B. Payment - the April 2008 Tender
Meritage argues that its tender in April 2008 of the full release price for its takedown satisfied its obligations under Section 2(c) of the Repayment Guaranty. Meritage argues that JPMorgan's refusal to accept tender is irrelevant because if payment is tendered and the lender refuses to accept it, the guarantor is discharged. Meritage further argues that JPMorgan breached Section 5(b) of the Assignment Agreement by refusing to release its liens on the property, and Meritage's performance therefore is excused. Meritage further argues that its obligations are extinguished because JPMorgan improperly prevented the occurrence of conditions which would have terminated Meritage's obligations under the Repayment Guaranty by refusing to release its liens on the property even though Meritage fully performed. Finally, Meritage argues that even if JPMorgan had discretion under the Assignment Agreement to refuse to release the liens, JPMorgan arbitrarily refused to do so, thereby breaching the implied covenant of good faith and fair dealing. Meritage contends this breach relieves it of liability under the Repayment Guaranty.

◆ RECORDED INFORMATION:
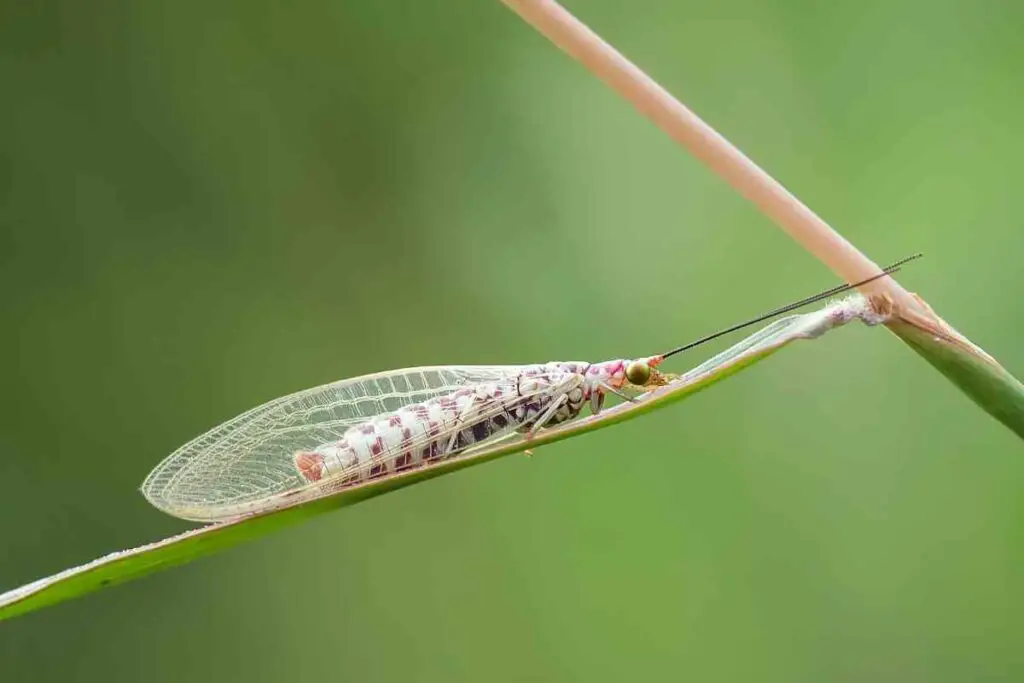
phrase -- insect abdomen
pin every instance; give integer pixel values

◆ YOUR GOAL: Summarize the passage on the April 2008 tender in two sentences.

◆ EXERCISE SOLUTION: Meritage argues that its April 2008 tender of the full release price for its takedown satisfied its obligations under Section 2(c) of the Repayment Guaranty, and that JPMorgan's refusal to accept it is irrelevant because a guarantor is discharged when tendered payment is refused. It further argues that JPMorgan's refusal to release its liens breached Section 5(b) of the Assignment Agreement and excused Meritage's performance, improperly prevented conditions that would have ended its obligations, and, even if that refusal was within JPMorgan's discretion, was arbitrary and breached the implied covenant of good faith and fair dealing, relieving Meritage of liability under the Repayment Guaranty.